[Reading text Boundary: Start]

PORTLAND, Maine — They appear in Congress Square three times a week, in all kinds of weather. Freezing cold, torrential rain or blistering heat, it doesn’t matter.
Holding heart-shaped signs high above their heads, they twist and turn, dancing to pounding rhythms blasting from a boombox at the corner of High and Congress streets.
Calling themselves The Love Factory, the handful of energetic hoofers are on a mission to spread love, peace and joy through movement and music.
Hundreds of cars passing the group on Friday at lunchtime honked their horns. Motorists hung out their windows, waving, flashing peace signs and yelling encouragement. Tourists snapped pictures. A few pedestrians even joined in for a while.
Smiles were abundant.
“There’s so much darkness and division and negativity. It gobbles up our attention, constantly,” said Love Factory founder Krista Donoghue, “and ringing this bell for a love that’s truly for all — for everyone — is something I can give, instead.”
The group is loose knit. The Love Factory has no meetings or dues, though it does have Facebook and Instagram pages. It isn’t affiliated with any particular spiritual practice or religion, other than love, itself.
It all started on Valentine’s Day night, 2012.
“I woke up in the middle of the night and this vision-inspiration came to me,” Donoghue said. “It was about using everything we’ve got — music, dance, art — to draw attention to love.”

[Reading text Boundary: End]
[Exercise data Boundary: Start]

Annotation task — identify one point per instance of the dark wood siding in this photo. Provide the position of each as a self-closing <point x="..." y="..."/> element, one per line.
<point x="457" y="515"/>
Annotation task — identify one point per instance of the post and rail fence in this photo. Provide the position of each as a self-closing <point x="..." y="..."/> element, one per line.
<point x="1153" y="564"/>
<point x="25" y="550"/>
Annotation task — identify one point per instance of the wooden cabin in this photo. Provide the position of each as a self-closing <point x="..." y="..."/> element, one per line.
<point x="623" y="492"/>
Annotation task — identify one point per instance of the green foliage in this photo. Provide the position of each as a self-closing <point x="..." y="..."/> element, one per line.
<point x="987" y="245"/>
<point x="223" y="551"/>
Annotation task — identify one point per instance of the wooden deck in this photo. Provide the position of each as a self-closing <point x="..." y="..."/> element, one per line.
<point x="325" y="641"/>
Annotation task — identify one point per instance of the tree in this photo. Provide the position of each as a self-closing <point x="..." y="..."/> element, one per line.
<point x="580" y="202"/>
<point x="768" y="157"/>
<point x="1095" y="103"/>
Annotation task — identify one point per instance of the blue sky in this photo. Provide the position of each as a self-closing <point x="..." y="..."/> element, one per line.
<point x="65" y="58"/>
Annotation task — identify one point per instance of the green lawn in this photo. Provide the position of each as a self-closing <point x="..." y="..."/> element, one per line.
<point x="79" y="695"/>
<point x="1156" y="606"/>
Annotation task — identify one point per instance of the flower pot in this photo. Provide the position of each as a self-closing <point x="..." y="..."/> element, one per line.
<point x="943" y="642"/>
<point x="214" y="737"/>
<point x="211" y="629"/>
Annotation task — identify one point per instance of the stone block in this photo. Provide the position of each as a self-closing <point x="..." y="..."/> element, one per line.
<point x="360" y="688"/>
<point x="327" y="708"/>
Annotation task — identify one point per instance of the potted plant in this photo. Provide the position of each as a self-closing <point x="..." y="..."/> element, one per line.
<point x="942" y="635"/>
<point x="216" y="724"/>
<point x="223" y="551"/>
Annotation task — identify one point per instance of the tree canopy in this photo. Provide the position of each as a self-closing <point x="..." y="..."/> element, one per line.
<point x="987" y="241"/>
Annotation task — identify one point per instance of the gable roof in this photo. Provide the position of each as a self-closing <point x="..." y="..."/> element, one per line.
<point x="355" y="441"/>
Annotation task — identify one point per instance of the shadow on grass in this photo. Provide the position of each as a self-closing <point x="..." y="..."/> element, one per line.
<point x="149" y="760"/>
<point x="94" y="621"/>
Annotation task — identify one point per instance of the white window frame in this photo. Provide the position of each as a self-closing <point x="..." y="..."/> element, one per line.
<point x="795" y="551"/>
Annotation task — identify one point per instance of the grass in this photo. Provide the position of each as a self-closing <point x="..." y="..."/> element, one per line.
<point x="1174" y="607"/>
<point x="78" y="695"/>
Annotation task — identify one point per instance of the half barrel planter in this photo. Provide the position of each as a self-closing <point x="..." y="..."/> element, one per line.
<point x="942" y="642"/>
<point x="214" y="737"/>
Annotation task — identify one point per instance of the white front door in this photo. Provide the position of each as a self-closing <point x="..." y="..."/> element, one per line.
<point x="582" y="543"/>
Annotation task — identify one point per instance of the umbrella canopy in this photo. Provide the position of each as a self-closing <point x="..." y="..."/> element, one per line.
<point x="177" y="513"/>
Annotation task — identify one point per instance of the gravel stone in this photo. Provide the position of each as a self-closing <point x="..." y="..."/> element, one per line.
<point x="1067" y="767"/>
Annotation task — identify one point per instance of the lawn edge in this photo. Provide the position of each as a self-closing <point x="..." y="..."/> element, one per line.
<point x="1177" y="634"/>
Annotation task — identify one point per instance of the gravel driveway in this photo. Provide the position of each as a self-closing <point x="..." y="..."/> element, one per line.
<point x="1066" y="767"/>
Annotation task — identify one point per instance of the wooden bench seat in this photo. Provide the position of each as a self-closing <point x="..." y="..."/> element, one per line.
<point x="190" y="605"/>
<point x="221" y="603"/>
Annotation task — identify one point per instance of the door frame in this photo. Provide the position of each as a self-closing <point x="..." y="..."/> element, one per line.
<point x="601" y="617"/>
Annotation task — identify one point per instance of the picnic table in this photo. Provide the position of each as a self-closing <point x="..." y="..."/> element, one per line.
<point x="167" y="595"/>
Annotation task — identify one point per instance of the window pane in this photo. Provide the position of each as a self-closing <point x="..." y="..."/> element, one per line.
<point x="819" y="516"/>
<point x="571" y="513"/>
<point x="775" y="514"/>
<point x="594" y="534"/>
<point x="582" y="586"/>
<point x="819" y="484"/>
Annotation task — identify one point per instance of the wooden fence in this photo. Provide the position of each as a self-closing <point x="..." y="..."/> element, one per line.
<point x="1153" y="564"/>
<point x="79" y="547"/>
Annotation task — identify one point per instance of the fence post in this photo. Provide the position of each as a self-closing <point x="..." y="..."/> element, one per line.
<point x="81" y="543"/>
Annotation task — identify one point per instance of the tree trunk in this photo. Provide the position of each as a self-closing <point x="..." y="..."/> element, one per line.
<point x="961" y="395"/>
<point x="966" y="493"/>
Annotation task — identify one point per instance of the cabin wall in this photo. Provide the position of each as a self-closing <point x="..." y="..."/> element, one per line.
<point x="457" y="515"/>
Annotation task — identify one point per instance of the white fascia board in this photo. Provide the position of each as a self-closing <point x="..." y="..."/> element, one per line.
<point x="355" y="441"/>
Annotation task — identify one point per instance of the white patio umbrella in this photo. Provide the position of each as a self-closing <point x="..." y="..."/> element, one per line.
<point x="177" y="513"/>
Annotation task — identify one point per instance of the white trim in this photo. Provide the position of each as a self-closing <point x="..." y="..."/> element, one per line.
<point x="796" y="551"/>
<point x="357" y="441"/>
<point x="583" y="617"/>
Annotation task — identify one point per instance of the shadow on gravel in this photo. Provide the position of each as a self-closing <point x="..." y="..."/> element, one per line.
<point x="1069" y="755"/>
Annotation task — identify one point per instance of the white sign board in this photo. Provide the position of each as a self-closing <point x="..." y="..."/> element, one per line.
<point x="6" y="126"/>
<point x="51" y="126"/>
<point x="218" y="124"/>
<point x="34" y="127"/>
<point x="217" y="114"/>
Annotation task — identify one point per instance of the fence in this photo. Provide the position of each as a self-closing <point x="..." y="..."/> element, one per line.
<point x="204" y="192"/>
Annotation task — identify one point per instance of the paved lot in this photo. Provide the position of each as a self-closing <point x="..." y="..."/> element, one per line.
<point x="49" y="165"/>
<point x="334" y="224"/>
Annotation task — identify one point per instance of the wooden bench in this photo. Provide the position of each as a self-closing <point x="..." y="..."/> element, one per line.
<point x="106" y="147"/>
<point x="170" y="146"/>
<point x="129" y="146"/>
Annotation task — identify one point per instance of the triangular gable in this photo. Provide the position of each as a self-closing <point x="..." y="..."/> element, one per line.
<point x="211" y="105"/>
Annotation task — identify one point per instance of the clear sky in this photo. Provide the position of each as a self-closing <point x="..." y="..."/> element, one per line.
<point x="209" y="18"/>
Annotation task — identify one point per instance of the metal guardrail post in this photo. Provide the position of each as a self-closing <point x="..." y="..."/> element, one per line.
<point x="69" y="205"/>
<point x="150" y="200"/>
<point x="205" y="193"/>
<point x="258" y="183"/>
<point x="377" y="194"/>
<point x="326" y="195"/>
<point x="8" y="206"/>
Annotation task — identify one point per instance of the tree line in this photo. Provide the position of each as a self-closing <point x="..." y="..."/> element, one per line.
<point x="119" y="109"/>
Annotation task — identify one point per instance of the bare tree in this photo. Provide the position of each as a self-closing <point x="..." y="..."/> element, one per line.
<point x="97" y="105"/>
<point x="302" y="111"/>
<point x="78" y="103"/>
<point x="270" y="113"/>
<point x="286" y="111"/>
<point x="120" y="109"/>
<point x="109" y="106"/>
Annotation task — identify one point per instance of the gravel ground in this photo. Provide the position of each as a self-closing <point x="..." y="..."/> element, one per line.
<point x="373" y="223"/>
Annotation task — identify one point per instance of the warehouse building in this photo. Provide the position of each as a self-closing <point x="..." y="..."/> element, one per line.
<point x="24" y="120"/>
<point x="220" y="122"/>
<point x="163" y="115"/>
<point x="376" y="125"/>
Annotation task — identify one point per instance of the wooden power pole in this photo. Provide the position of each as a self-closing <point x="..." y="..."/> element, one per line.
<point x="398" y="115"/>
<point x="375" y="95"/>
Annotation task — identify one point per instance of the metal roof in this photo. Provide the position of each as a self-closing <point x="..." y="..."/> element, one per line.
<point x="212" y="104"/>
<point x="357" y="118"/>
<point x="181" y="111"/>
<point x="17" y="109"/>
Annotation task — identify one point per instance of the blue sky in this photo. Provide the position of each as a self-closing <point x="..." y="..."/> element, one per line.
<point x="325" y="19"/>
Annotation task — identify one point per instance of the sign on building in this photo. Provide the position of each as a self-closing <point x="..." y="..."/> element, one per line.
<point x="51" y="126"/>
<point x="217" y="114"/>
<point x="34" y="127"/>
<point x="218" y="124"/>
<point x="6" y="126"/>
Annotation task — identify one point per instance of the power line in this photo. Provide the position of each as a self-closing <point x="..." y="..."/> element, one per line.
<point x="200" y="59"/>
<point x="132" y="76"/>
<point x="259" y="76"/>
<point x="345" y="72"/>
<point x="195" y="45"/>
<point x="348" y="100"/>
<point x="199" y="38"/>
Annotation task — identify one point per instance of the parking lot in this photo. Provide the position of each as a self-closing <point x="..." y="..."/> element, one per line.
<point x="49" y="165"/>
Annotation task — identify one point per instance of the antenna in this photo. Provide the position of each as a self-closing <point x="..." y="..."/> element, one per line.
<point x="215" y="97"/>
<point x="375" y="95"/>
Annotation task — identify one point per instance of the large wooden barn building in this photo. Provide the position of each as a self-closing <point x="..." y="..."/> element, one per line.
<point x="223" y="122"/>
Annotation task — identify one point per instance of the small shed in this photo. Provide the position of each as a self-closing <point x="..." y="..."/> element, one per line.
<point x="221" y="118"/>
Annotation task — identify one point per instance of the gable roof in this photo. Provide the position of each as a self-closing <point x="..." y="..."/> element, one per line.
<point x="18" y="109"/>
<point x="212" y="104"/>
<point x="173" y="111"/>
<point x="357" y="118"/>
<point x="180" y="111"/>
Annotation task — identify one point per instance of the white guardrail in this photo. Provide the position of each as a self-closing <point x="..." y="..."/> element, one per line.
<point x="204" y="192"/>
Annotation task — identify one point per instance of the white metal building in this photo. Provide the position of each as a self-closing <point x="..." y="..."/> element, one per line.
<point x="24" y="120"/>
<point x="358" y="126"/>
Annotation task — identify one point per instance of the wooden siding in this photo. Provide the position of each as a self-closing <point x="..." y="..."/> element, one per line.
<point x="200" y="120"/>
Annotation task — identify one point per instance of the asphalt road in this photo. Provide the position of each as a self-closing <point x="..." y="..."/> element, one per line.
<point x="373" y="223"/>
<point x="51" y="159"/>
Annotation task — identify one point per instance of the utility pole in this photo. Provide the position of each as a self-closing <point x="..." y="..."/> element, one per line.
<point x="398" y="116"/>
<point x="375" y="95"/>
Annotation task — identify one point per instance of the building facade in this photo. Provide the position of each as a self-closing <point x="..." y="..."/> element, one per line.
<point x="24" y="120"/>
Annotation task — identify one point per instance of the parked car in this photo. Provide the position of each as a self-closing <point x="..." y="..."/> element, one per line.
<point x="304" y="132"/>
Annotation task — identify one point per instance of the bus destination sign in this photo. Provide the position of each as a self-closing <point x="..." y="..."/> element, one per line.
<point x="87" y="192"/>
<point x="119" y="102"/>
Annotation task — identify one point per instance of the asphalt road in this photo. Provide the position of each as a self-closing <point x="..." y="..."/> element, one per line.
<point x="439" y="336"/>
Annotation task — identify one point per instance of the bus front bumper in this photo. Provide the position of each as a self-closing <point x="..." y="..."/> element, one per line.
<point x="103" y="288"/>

[Exercise data Boundary: End]

--- Your tasks ---
1 > How would you sum up the article about The Love Factory in two sentences?
2 > Could you carry on the article about The Love Factory from its last line?
The material has no role in this.

--- Responses per task ---
1 > Three times a week in any weather, a small group called The Love Factory dances with heart-shaped signs at Congress Square in Portland, Maine, to spread love, peace and joy, drawing honks, waves and smiles from passersby. The loose-knit group has no meetings, dues or religious affiliation, and it began on Valentine's Day night in 2012, when founder Krista Donoghue had a vision of using music, dance and art to draw attention to love.

2 >
Clockwise from left: Krista Donoghue, founder of The Love Factory, holds a heart-shaped sign above her head while dancing in Portland’s Congress Square on Friday, July 16, 2021, at noon; Jill Koufman holds The Love Factory’s heart-in-eye-in-heart symbol high above her head while dancing; Passing motorists wave at The Love Factory’s dancers. Credit: Troy R. Bennett / BDN
She sees herself as a kind of court jester, someone willing to look a little silly, dancing on a street corner, if it gets the job done, brightening someone’s day. It’s all about the courage it takes, daring to smile at strangers, while holding a giant, cardboard heart.
The dancing started out as an occasional event, with a few friends. It grew into a more regular, three-times-a-week thing during the pandemic. Now, Love Factory dancers can be found in Congress Square for 60 minutes on Wednesdays at 5:30 p.m., Fridays at noon and again on Saturdays at 3 p.m.
Jill Koufman, who danced on Friday, started joining in over the winter.
“It’s given my spark back — and maybe to the whole world. The ripple effect is hopeful,” she said. “It feels good and it definitely brought me out of a COVID depression.”
Around the same time she started dancing, Donoghue started leaving tiny artworks around the city. Most show the Love Factory logo, a vibrant heart, within an eye, within a larger heart. Giving the art away has the same goal as dancing: Spreading love and joy through the element of surprise.
Donoghue said she’s lost track of exactly how many artworks she’s left around Portland.
From left: Love Factory dancers move to the beat in Portland’s Congress Square on Friday, July 16, 2021; Krista Donoghue, founder of The Love Factory, holds two heart-shaped sign while dancing. Credit: Troy R. Bennett / BDN
“Thousands and thousands by now,” she said. “I leave them all over the place: Trees, window sills, telephone poles, bathrooms.”
Drenched in sweat, Love Factory dancers were feeling the heat and oppressive humidity on Friday but kept it up for a full hour. Afterward, they gathered in the shade to talk and cool down.
Joy Taylor has been a regular Love Factory dancer since last year. Taylor said she knows what keeps her motivated, even during scorchers like Friday.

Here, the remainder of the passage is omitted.